(Sağlanan veriler):

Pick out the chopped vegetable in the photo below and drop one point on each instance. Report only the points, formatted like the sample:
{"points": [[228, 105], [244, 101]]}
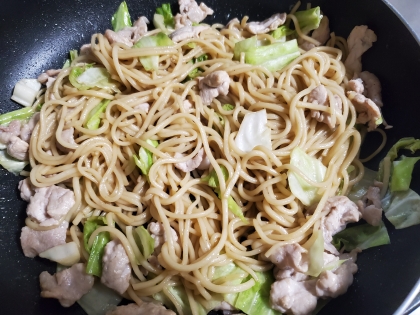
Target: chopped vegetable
{"points": [[309, 19], [402, 173], [25, 91], [281, 33], [228, 107], [254, 132], [121, 18], [229, 274], [166, 12], [256, 300], [275, 56], [404, 209], [93, 119], [12, 165], [145, 159], [94, 264], [313, 169], [316, 255], [91, 225], [99, 300], [22, 114], [362, 237], [144, 241], [404, 143], [152, 62], [66, 254]]}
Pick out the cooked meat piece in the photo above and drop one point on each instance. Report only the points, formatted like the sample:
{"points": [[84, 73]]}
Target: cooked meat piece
{"points": [[292, 297], [291, 256], [26, 131], [372, 87], [157, 232], [321, 34], [26, 189], [199, 161], [86, 49], [187, 105], [213, 85], [334, 283], [67, 286], [368, 112], [187, 32], [144, 106], [18, 148], [116, 269], [194, 12], [281, 274], [181, 20], [356, 85], [340, 211], [50, 204], [128, 35], [35, 242], [144, 308], [139, 28], [319, 95], [360, 39], [68, 136], [371, 206], [267, 25], [12, 130], [231, 24]]}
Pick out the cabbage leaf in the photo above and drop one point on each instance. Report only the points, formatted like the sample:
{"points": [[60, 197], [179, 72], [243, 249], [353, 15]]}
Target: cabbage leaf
{"points": [[313, 169]]}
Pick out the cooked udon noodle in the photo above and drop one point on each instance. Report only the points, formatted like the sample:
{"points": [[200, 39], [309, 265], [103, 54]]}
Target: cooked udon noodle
{"points": [[105, 180]]}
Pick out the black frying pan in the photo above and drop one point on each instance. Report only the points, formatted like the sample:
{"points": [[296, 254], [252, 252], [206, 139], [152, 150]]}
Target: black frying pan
{"points": [[36, 35]]}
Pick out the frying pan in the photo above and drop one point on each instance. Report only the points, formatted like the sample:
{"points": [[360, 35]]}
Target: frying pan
{"points": [[36, 35]]}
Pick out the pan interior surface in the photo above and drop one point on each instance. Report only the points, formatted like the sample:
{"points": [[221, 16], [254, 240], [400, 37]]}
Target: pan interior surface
{"points": [[37, 35]]}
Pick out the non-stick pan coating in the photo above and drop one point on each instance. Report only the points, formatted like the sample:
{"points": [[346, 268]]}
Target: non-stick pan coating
{"points": [[36, 35]]}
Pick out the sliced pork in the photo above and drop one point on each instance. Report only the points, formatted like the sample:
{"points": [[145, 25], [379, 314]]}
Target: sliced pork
{"points": [[319, 96], [49, 204], [213, 85], [12, 130], [191, 12], [35, 242], [372, 87], [200, 161], [367, 111], [116, 269], [334, 283], [267, 25], [143, 308], [293, 297], [67, 286], [359, 41], [18, 148]]}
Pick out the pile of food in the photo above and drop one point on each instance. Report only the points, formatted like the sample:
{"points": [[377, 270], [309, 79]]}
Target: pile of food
{"points": [[192, 167]]}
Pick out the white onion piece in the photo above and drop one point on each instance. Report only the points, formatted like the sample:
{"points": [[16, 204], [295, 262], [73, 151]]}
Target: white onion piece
{"points": [[67, 254], [254, 132], [25, 91]]}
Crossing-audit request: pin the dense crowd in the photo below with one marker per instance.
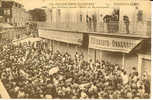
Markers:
(26, 73)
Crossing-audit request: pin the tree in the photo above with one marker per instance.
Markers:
(38, 14)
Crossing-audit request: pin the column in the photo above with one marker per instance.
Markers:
(139, 64)
(123, 60)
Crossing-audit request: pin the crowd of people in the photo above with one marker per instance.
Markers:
(26, 72)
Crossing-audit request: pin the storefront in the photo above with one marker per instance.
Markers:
(122, 50)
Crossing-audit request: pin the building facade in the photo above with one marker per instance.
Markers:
(14, 13)
(69, 33)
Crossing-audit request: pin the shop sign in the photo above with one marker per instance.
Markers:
(113, 44)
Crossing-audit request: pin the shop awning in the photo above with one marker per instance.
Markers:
(5, 25)
(68, 37)
(113, 44)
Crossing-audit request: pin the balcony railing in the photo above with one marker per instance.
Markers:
(135, 28)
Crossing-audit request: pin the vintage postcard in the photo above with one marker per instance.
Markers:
(75, 49)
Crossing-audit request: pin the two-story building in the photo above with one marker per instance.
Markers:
(70, 33)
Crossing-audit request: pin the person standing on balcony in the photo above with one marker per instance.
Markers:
(126, 22)
(88, 21)
(94, 20)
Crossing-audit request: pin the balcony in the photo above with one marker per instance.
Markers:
(139, 29)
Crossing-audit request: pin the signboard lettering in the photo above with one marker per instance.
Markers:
(113, 43)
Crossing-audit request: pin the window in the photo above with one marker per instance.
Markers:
(7, 12)
(140, 16)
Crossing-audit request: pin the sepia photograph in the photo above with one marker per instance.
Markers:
(75, 49)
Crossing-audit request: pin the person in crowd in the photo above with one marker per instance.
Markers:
(94, 22)
(126, 22)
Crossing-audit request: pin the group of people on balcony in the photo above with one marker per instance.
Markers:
(25, 72)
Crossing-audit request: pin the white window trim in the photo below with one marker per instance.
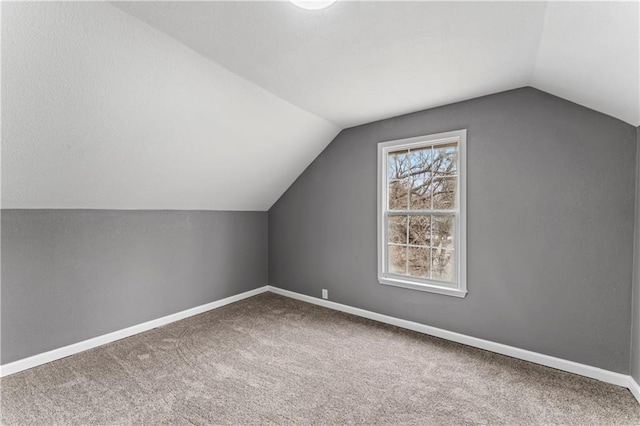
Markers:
(460, 289)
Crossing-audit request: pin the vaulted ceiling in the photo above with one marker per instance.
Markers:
(221, 105)
(356, 62)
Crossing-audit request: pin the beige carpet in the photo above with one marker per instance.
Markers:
(271, 359)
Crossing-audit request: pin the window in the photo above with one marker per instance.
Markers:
(421, 213)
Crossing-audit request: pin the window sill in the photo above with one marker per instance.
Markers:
(432, 288)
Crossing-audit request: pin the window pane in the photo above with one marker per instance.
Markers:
(443, 228)
(399, 195)
(420, 192)
(445, 160)
(444, 193)
(420, 230)
(397, 165)
(397, 259)
(419, 262)
(420, 160)
(397, 230)
(442, 265)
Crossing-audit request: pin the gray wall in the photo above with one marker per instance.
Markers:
(550, 219)
(69, 275)
(635, 336)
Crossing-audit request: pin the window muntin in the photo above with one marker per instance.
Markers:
(421, 213)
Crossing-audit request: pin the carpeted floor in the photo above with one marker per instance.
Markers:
(270, 359)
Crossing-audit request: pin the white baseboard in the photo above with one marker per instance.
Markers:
(43, 358)
(549, 361)
(634, 388)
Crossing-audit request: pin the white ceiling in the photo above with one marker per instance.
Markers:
(101, 111)
(357, 62)
(221, 105)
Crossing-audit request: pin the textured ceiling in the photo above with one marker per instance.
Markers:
(357, 62)
(221, 105)
(102, 111)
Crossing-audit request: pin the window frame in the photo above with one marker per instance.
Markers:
(459, 288)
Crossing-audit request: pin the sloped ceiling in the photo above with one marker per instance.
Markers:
(221, 105)
(357, 62)
(101, 111)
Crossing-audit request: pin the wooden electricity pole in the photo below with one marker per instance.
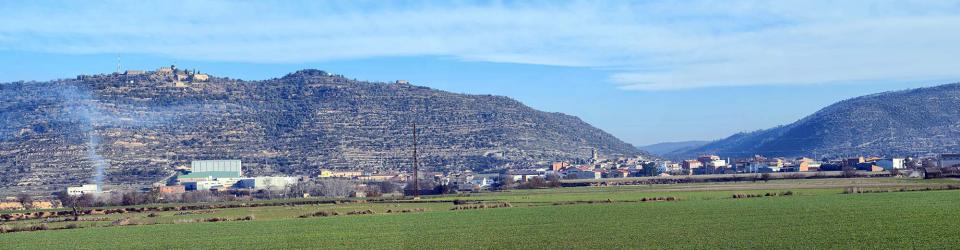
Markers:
(416, 167)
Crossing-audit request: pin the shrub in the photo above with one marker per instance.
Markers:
(121, 222)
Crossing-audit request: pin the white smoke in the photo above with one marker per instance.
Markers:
(83, 110)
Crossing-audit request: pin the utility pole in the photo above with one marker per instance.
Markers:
(416, 170)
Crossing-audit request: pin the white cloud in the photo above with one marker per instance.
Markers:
(647, 46)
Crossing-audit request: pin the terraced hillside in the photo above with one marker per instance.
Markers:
(55, 133)
(916, 121)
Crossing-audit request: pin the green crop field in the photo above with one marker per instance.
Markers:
(705, 216)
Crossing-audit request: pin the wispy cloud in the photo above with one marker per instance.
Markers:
(649, 45)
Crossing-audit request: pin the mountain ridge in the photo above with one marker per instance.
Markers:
(903, 122)
(146, 124)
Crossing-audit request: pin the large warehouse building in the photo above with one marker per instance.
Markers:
(217, 166)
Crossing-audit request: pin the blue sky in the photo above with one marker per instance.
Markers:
(645, 71)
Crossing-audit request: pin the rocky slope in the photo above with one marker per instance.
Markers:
(916, 121)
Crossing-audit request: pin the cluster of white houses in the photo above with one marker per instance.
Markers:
(222, 175)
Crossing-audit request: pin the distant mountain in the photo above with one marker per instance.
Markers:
(136, 128)
(665, 148)
(924, 120)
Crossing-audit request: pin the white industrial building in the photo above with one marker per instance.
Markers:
(892, 163)
(949, 160)
(217, 166)
(81, 190)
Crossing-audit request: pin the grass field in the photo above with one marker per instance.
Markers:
(816, 216)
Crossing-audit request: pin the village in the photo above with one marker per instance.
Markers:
(217, 180)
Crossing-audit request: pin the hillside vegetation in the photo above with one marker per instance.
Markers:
(916, 121)
(52, 133)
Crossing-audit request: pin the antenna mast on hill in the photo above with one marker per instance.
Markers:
(416, 170)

(Kısa görev): Materyalin başından "Target: chopped vegetable" geçen satıra kadar (iki uç dahil) uzanan satırları boş satırları atlayarak numaralı liste biçiminde düzenleyin. Resimleri yanıta dahil etmeyin.

(Doğru sonuç):
1. Pick out the chopped vegetable in the photo below and drop one point on each instance. Report only the points, formatted like the sample:
2. {"points": [[228, 105], [244, 101]]}
3. Target: chopped vegetable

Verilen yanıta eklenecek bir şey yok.